[Records from a data source]
%%

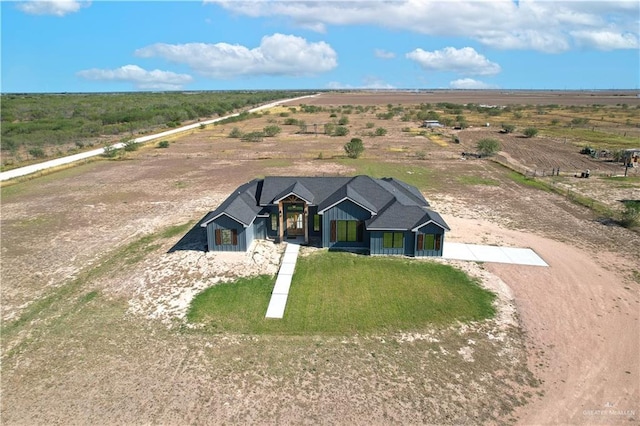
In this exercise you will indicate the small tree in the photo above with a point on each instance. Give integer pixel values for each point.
(130, 146)
(272, 130)
(487, 147)
(354, 148)
(235, 133)
(508, 128)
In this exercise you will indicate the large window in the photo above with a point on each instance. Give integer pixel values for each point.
(226, 237)
(429, 242)
(346, 230)
(393, 240)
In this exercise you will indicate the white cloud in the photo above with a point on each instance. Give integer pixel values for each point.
(52, 7)
(606, 40)
(277, 54)
(469, 83)
(383, 54)
(141, 78)
(542, 25)
(464, 61)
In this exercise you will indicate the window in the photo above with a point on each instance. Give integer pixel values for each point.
(346, 230)
(429, 242)
(392, 240)
(226, 237)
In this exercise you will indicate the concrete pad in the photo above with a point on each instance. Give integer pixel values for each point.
(287, 269)
(276, 306)
(484, 253)
(290, 258)
(283, 283)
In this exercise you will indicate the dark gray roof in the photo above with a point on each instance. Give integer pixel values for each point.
(394, 204)
(240, 205)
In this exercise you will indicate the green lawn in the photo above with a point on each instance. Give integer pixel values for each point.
(342, 293)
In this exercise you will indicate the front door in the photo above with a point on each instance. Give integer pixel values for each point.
(295, 224)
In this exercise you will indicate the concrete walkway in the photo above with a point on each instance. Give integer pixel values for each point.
(482, 253)
(283, 282)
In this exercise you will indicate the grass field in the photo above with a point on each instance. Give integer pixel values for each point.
(342, 293)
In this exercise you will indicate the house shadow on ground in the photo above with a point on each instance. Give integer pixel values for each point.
(194, 240)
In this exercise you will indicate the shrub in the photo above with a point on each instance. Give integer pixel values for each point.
(110, 151)
(37, 152)
(508, 128)
(329, 128)
(354, 148)
(271, 131)
(487, 146)
(253, 137)
(630, 216)
(381, 131)
(235, 133)
(341, 131)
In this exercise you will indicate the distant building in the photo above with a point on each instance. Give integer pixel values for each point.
(631, 157)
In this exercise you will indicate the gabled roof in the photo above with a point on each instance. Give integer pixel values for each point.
(393, 204)
(297, 189)
(240, 205)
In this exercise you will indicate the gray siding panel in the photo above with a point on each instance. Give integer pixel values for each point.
(260, 228)
(377, 244)
(225, 222)
(346, 210)
(430, 229)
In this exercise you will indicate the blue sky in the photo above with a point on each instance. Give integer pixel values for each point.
(103, 46)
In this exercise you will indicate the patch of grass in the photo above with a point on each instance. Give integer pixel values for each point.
(476, 180)
(602, 140)
(420, 177)
(342, 293)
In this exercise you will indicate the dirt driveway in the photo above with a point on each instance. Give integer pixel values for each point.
(114, 349)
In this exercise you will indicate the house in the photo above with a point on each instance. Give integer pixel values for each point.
(376, 216)
(631, 157)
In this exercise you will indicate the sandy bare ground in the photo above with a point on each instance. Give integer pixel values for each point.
(126, 355)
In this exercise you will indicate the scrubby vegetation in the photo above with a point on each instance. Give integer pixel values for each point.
(39, 125)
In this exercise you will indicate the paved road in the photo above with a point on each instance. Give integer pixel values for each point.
(33, 168)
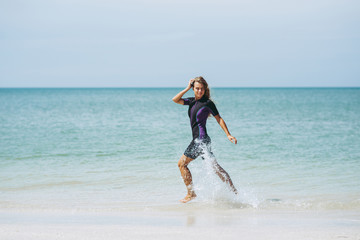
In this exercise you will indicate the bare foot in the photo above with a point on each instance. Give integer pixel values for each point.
(188, 198)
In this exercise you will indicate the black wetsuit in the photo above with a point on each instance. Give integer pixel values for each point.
(199, 111)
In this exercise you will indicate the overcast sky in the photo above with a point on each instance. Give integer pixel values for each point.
(164, 43)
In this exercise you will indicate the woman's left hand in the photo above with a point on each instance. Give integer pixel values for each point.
(232, 139)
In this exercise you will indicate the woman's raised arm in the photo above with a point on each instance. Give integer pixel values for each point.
(177, 99)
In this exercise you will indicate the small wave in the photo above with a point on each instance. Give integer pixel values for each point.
(42, 186)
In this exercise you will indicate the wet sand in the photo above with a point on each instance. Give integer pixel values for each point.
(243, 224)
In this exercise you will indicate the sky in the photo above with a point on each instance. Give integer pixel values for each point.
(165, 43)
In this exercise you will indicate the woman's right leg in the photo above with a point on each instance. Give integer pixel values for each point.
(224, 176)
(186, 175)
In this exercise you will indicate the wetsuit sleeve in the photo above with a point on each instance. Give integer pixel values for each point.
(213, 108)
(187, 101)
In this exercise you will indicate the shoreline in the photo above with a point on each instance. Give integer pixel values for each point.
(161, 224)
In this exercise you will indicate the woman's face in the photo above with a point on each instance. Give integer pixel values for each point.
(199, 90)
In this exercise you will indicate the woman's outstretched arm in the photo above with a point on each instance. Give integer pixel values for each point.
(224, 127)
(177, 99)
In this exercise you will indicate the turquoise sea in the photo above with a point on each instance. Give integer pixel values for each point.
(117, 149)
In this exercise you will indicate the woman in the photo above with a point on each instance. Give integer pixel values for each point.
(200, 107)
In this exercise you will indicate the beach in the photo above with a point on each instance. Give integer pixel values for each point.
(102, 164)
(166, 225)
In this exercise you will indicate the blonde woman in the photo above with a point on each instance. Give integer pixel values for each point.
(200, 107)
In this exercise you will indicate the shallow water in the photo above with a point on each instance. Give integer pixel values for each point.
(118, 149)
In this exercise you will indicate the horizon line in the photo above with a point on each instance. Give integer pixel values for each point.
(133, 87)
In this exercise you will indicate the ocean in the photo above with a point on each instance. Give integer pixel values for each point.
(117, 149)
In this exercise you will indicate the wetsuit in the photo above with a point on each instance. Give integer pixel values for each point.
(198, 112)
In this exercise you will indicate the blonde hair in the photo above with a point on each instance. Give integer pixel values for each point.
(202, 81)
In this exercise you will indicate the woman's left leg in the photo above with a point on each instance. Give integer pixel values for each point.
(224, 176)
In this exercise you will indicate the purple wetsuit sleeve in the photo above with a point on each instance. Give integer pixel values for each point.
(186, 101)
(213, 109)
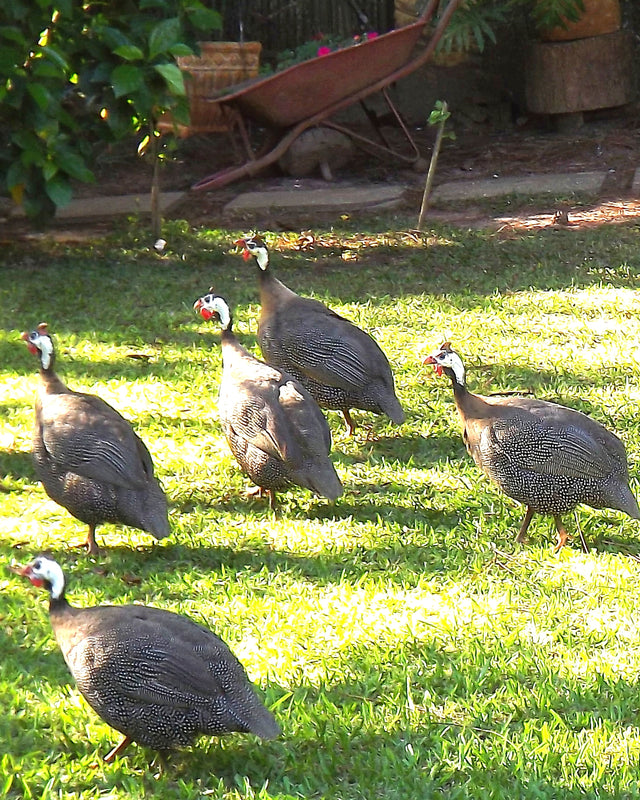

%%

For this exercise, reproduce the data above exactly from the line containing "In this exercise you will indicate the blonde hair" through its final line, both ends included, with no pictures in the copy.

In this exercise you will indicate the blonde hair in the photo above with a point on each instance. Give integer pixel values for each point.
(202, 81)
In this exercise you will indicate the woman's left leg in the photo above with a point on each instance. Give integer pixel values for each point.
(224, 176)
In this exercise you will indicate the purple wetsuit sleeve in the photo above with a point on each instance. Give integer pixel values for each point.
(186, 101)
(213, 109)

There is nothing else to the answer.